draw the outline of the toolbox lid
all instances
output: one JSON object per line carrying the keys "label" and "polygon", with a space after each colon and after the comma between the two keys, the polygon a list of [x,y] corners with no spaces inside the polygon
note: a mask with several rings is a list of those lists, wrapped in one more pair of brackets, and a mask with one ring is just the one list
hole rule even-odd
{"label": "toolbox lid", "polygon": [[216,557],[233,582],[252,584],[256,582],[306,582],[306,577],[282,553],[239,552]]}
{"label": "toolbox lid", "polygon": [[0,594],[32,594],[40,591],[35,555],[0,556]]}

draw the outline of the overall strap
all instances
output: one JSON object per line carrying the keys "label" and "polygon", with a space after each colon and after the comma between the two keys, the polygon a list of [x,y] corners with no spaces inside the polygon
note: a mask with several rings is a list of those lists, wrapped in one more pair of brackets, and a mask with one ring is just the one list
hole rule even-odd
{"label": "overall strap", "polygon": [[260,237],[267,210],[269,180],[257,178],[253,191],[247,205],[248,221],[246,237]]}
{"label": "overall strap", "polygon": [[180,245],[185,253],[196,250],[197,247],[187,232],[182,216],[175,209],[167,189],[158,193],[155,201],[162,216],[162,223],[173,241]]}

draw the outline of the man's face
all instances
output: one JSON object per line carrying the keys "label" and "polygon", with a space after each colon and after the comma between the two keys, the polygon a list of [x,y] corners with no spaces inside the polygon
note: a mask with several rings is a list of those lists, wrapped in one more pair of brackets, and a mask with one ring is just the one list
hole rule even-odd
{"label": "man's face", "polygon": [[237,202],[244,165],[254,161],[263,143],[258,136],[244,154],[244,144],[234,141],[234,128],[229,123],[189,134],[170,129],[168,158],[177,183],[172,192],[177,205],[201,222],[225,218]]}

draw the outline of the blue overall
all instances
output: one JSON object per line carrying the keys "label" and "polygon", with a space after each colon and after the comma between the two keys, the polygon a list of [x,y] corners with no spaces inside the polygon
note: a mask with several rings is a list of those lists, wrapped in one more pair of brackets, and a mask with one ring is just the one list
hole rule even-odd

=== Do this ===
Please rewrite every line of the material above as a numbered list item, skipping the blank lines.

=== The output ===
1. draw the outline of the toolbox lid
2. all instances
3. output: one JSON object per line carrying the keys "label" and "polygon", with a space after each colon and after the comma between the two keys, the polygon a list of [x,y] corners with no spaces inside the polygon
4. note: a mask with several rings is a list of those lists, wrapped in one more pair of brackets, and a mask with one ring is just the one list
5. hole rule even-odd
6. {"label": "toolbox lid", "polygon": [[216,557],[233,582],[252,584],[256,582],[306,582],[306,577],[282,553],[239,552]]}
7. {"label": "toolbox lid", "polygon": [[0,594],[32,594],[40,591],[35,555],[0,556]]}
8. draw the outline of the overall strap
9. all instances
10. output: one JSON object per line carrying the keys "label" and "polygon", with a space after each colon and after the comma between the two keys, the polygon a list of [x,y] corners with no spaces inside the polygon
11. note: a mask with several rings is a list of those lists, wrapped in one more pair of brackets, and a mask with one ring is just the one list
12. hole rule even-odd
13. {"label": "overall strap", "polygon": [[260,237],[267,210],[269,180],[257,178],[253,191],[247,205],[248,221],[246,237]]}
14. {"label": "overall strap", "polygon": [[180,245],[185,253],[196,250],[197,247],[187,232],[182,216],[175,209],[167,189],[158,193],[155,201],[162,216],[162,223],[173,241]]}
15. draw the outline of the man's face
16. all instances
17. output: one JSON object per line carrying the keys "label" and "polygon", with a space after each colon and after the comma between the two keys, the polygon a list of [x,y] corners with no spaces inside the polygon
18. note: a mask with several rings is a list of those lists, wrapped in one more pair of brackets, and a mask with one ring is just the one list
19. hole rule even-odd
20. {"label": "man's face", "polygon": [[237,202],[244,165],[254,161],[263,143],[258,136],[244,154],[244,144],[234,141],[234,128],[229,123],[189,134],[170,129],[168,158],[177,183],[172,192],[177,205],[201,222],[225,218]]}
21. draw the outline of the blue overall
22. all instances
23. output: one JSON object per line carrying the keys "label" and "polygon", with a space after each colon and after the comma between the two keys, the polygon a list of [x,y] corners with no spaces inside the polygon
24. note: a mask with several rings is a list of those lists, wrapped in one more pair of brackets, and a mask with one ring is just the one list
25. hole rule even-odd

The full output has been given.